(Entries from a point annotation set)

_ _ _ _ _

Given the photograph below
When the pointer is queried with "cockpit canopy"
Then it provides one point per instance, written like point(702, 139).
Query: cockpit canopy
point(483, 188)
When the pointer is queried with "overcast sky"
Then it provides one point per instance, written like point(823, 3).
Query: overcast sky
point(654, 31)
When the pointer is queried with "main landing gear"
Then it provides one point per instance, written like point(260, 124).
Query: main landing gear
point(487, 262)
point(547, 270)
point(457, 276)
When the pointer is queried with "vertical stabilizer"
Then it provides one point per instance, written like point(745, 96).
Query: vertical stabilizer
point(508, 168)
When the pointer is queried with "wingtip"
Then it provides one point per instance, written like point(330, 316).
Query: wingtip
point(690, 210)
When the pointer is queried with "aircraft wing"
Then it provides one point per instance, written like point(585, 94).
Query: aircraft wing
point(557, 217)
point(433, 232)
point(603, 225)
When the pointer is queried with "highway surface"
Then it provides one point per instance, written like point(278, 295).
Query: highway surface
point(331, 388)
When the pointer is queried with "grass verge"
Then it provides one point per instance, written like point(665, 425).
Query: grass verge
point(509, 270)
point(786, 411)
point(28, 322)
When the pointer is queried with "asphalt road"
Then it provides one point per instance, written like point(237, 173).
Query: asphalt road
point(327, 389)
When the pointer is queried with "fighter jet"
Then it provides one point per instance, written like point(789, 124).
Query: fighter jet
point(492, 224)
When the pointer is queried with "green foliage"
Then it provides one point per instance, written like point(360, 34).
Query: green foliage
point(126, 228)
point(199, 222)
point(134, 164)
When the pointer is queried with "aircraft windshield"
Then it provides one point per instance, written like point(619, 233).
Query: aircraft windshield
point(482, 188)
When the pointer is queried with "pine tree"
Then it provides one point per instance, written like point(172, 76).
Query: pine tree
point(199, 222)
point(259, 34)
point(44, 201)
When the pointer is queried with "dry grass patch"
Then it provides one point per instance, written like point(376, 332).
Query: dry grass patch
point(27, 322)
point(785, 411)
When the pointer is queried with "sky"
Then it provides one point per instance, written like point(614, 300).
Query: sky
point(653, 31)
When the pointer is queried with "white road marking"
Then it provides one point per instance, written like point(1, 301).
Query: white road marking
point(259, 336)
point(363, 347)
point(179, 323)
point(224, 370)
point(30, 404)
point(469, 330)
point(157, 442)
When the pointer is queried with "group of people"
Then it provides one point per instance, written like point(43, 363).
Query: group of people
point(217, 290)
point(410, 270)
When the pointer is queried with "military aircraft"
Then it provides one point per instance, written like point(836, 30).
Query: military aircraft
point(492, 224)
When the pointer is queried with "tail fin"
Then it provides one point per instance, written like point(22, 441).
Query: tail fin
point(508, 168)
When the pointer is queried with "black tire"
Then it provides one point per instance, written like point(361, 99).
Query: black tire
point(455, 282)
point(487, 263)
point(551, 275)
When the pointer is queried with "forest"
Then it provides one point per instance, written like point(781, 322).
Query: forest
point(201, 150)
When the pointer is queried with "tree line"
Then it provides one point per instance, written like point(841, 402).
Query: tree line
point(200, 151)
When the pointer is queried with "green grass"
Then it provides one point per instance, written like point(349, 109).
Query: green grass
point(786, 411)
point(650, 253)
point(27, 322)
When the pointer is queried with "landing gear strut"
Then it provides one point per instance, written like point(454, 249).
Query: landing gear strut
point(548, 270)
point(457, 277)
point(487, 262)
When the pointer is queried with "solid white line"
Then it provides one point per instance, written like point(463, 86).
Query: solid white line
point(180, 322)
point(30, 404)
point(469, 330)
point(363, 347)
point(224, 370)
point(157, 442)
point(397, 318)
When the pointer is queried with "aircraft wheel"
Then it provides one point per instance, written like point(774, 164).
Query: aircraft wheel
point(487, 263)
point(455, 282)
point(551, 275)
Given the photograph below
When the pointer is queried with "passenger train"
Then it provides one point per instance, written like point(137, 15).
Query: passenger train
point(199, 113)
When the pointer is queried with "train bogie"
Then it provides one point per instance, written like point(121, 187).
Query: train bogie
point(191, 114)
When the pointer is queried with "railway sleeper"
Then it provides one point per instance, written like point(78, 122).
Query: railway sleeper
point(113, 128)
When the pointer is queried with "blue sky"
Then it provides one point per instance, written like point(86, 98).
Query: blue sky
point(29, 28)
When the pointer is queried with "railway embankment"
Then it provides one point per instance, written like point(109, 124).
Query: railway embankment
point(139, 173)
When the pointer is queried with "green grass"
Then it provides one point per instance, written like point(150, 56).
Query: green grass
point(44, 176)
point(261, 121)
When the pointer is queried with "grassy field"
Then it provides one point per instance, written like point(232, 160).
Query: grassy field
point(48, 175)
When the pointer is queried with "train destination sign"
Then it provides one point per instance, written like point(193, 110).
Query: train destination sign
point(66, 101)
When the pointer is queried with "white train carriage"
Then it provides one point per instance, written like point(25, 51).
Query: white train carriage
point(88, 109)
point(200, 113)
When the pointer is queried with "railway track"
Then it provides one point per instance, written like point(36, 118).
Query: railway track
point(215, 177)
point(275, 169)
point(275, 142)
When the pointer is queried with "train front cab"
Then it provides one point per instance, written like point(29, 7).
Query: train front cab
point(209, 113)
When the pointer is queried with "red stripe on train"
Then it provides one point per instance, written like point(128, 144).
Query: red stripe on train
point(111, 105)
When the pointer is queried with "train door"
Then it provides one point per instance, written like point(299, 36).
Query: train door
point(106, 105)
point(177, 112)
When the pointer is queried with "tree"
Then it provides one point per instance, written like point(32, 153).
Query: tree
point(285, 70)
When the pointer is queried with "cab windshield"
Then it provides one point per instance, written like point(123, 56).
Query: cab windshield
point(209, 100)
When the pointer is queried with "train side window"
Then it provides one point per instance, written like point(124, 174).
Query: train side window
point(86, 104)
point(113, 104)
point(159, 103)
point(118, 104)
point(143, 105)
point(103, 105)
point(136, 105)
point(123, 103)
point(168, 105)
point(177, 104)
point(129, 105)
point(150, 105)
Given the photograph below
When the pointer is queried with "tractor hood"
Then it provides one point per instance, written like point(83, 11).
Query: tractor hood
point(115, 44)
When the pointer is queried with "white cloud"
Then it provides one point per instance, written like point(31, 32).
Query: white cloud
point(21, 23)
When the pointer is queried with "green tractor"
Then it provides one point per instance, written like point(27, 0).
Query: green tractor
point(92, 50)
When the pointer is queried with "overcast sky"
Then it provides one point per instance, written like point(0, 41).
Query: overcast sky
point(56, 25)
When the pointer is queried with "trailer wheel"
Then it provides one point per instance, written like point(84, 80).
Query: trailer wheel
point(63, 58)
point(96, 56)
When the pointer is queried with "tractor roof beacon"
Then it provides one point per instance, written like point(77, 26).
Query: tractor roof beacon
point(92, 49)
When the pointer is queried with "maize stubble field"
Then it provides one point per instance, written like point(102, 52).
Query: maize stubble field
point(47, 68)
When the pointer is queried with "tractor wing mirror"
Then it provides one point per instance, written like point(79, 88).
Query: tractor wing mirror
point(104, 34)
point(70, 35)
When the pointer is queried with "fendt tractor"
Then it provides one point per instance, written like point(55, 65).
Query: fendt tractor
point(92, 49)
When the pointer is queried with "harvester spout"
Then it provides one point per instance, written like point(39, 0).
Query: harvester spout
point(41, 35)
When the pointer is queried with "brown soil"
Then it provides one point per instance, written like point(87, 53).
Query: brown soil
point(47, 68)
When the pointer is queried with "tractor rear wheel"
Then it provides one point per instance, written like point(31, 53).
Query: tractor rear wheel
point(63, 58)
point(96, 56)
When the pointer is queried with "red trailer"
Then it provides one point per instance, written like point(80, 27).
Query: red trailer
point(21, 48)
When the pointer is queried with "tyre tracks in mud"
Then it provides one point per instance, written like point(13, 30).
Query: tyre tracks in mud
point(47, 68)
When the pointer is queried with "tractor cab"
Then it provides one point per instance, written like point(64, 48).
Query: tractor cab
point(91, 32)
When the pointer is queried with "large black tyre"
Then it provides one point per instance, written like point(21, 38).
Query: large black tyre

_ _ _ _ _

**Your instructions**. Can you output the listing unchanged from its first line through the line that contains "point(690, 210)", including both of those lines and nothing after them?

**Answer to the exercise**.
Given the photograph below
When the pointer is queried with "cockpit canopy"
Then it provides one point per instance, written like point(702, 139).
Query: cockpit canopy
point(483, 188)
When the pointer is queried with "overcast sky"
Then it provides one point per instance, written like point(823, 3).
Query: overcast sky
point(654, 31)
When the pointer is queried with "main landing gear"
Then it provides one point per instance, written like point(260, 124).
Query: main landing gear
point(487, 262)
point(547, 270)
point(457, 276)
When the pointer is queried with "vertical stabilizer"
Then it provides one point per instance, written like point(745, 96).
Query: vertical stabilizer
point(508, 168)
When the pointer is queried with "wingtip"
Then it provides one point per instance, written like point(330, 316).
Query: wingtip
point(690, 210)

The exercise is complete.